*Given problem*
Locate every line in the rows below that contains the string "purple", and copy each of those lines. Matching is case-sensitive.

[Pointing and labeling rows]

%%

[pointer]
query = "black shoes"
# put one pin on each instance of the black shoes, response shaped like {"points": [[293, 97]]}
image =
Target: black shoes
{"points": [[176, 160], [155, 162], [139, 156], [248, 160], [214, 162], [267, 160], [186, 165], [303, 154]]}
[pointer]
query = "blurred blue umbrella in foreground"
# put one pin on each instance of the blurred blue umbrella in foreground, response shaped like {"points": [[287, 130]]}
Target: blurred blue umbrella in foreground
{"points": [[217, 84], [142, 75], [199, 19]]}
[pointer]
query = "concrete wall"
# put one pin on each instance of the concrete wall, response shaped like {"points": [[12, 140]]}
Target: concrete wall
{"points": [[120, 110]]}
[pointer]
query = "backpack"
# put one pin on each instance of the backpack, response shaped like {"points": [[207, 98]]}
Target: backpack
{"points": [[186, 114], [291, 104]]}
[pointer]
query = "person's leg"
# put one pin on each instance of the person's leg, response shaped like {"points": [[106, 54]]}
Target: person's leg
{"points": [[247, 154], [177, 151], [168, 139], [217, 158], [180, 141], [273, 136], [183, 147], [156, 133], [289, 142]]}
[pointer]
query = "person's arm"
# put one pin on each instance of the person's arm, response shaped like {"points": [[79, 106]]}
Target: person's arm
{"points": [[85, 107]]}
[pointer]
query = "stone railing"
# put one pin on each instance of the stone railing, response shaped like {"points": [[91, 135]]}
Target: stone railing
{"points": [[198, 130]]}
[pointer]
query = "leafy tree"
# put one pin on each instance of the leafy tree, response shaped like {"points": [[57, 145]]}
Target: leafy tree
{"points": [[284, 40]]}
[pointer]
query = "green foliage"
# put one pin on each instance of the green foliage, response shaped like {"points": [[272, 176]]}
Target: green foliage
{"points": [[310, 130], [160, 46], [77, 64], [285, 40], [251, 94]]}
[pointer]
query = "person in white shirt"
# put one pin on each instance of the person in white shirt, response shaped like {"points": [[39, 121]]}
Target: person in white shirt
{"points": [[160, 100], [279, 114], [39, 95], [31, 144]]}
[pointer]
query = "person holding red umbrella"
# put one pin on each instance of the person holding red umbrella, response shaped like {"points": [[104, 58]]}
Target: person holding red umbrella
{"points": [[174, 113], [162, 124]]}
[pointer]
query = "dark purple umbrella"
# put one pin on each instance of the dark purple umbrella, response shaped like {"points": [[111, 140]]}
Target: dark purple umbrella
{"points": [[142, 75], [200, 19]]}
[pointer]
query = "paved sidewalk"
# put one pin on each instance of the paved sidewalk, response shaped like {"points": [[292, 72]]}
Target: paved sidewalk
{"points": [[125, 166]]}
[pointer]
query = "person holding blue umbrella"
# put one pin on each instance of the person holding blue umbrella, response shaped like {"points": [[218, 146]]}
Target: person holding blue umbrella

%%

*Solution for this exercise*
query = "dark purple umbrella"
# put one pin on each instance of the dark purple umbrella, response shaped like {"points": [[111, 140]]}
Target: dark purple umbrella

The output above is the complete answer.